* Task statement *
Report every line of the data that includes "long".

+++

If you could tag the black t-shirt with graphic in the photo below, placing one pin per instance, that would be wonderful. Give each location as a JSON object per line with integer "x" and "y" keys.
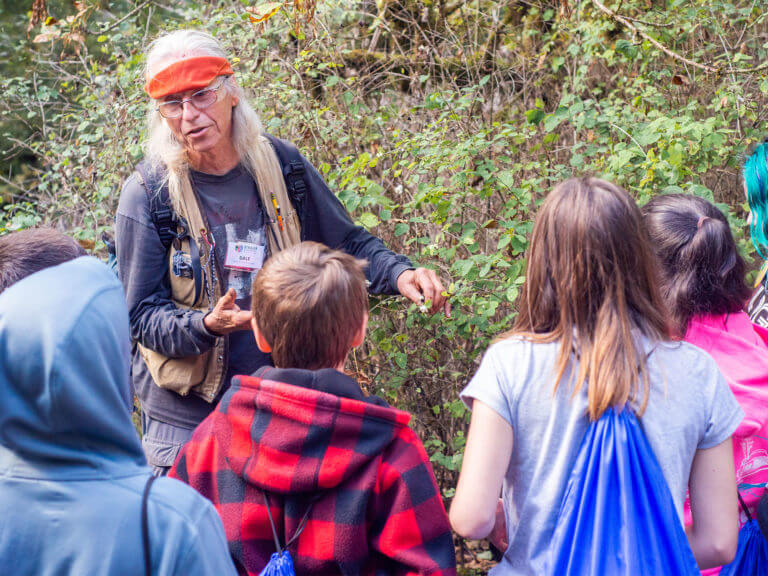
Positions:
{"x": 234, "y": 213}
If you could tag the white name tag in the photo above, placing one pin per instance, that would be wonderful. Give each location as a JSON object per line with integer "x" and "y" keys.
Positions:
{"x": 244, "y": 256}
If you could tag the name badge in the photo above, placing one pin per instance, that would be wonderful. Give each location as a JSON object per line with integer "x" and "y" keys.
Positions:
{"x": 244, "y": 256}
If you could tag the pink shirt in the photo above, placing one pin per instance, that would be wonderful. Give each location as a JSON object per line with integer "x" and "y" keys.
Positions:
{"x": 740, "y": 350}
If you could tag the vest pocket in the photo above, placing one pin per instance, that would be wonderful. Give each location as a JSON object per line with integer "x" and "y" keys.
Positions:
{"x": 177, "y": 374}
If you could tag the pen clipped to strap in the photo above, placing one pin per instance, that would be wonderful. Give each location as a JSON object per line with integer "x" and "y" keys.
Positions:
{"x": 277, "y": 211}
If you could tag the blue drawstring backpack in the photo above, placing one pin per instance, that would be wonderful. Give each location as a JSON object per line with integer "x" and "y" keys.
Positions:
{"x": 617, "y": 517}
{"x": 752, "y": 554}
{"x": 281, "y": 563}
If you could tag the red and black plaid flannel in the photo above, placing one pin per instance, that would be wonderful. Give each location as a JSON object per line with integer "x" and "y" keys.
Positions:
{"x": 376, "y": 506}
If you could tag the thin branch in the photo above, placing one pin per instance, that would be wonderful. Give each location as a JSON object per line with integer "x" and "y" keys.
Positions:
{"x": 652, "y": 40}
{"x": 124, "y": 18}
{"x": 669, "y": 52}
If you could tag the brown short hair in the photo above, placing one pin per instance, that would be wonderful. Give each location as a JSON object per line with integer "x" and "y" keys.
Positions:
{"x": 309, "y": 302}
{"x": 25, "y": 252}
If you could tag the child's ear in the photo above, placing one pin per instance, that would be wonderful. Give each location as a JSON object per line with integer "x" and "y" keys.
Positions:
{"x": 360, "y": 334}
{"x": 261, "y": 342}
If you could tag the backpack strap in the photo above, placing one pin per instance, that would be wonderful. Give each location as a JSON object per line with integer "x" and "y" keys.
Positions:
{"x": 163, "y": 216}
{"x": 294, "y": 172}
{"x": 299, "y": 528}
{"x": 145, "y": 526}
{"x": 165, "y": 219}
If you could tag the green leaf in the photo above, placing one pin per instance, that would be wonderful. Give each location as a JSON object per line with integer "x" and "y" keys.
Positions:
{"x": 534, "y": 116}
{"x": 401, "y": 228}
{"x": 368, "y": 220}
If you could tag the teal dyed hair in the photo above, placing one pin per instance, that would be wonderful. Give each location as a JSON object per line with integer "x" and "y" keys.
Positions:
{"x": 756, "y": 179}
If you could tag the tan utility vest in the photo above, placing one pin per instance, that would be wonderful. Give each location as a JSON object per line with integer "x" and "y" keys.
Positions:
{"x": 203, "y": 375}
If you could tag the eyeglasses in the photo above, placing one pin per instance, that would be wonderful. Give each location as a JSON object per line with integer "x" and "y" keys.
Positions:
{"x": 200, "y": 100}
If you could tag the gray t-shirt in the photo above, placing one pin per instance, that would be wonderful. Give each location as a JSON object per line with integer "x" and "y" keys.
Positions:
{"x": 690, "y": 407}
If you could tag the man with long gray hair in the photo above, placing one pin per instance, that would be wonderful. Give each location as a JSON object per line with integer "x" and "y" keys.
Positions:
{"x": 213, "y": 198}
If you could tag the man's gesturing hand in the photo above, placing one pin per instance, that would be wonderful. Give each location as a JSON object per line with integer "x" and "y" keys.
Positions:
{"x": 227, "y": 316}
{"x": 421, "y": 285}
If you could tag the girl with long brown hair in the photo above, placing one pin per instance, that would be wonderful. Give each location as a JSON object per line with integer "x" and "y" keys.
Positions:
{"x": 591, "y": 335}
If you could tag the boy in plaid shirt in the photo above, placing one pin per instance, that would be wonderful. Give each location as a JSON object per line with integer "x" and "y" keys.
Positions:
{"x": 297, "y": 454}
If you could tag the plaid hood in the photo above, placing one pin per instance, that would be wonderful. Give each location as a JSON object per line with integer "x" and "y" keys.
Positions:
{"x": 311, "y": 430}
{"x": 303, "y": 443}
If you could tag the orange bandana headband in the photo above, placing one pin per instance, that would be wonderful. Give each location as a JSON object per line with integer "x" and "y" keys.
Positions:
{"x": 188, "y": 74}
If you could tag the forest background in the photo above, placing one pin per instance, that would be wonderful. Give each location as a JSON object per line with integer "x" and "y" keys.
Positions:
{"x": 440, "y": 124}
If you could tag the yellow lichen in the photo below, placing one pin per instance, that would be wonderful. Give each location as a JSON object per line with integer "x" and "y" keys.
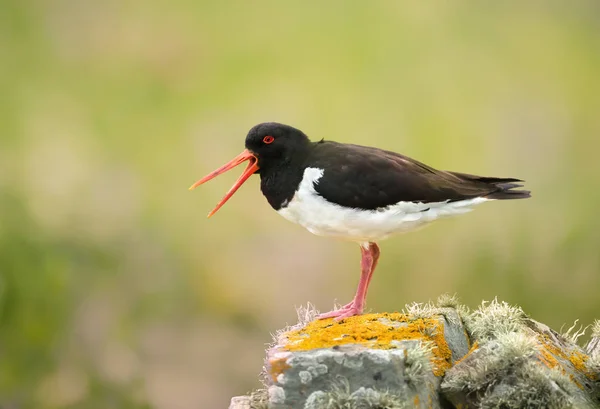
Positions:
{"x": 277, "y": 367}
{"x": 374, "y": 331}
{"x": 549, "y": 353}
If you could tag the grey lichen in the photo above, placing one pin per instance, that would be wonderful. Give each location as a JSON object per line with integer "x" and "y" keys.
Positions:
{"x": 495, "y": 360}
{"x": 418, "y": 362}
{"x": 574, "y": 332}
{"x": 493, "y": 319}
{"x": 259, "y": 399}
{"x": 339, "y": 397}
{"x": 593, "y": 346}
{"x": 446, "y": 305}
{"x": 505, "y": 377}
{"x": 542, "y": 389}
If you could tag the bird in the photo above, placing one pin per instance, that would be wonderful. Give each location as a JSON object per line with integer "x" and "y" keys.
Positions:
{"x": 357, "y": 193}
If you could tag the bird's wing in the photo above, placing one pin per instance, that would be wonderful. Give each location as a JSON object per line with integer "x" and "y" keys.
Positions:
{"x": 370, "y": 178}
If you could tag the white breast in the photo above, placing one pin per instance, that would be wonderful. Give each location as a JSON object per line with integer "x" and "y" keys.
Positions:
{"x": 323, "y": 218}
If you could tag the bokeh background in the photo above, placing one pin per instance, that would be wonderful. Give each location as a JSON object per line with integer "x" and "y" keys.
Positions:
{"x": 117, "y": 292}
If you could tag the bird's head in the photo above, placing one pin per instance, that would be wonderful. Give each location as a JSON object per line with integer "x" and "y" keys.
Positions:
{"x": 267, "y": 145}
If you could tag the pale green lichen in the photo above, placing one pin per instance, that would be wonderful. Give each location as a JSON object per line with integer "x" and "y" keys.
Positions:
{"x": 574, "y": 332}
{"x": 493, "y": 319}
{"x": 339, "y": 397}
{"x": 536, "y": 389}
{"x": 418, "y": 361}
{"x": 494, "y": 361}
{"x": 448, "y": 301}
{"x": 446, "y": 306}
{"x": 509, "y": 357}
{"x": 259, "y": 399}
{"x": 596, "y": 329}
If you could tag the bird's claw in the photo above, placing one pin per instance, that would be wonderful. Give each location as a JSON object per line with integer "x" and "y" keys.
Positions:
{"x": 348, "y": 310}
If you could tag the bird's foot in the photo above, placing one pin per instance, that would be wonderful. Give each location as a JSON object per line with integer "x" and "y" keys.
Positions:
{"x": 348, "y": 310}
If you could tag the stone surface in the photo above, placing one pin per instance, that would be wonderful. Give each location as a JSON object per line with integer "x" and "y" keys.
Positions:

+++

* Solved exercise *
If you could tag the man with long gray hair in the photo above, placing one pin per instance, that would be wonderful. Give each location as a JSON object per line with integer "x" and "y" keys.
If you could tag the girl with long brown hair in the photo above, placing one pin per instance, that would be wonderful. Give each location as a JSON object per line with integer "x" and "y" keys.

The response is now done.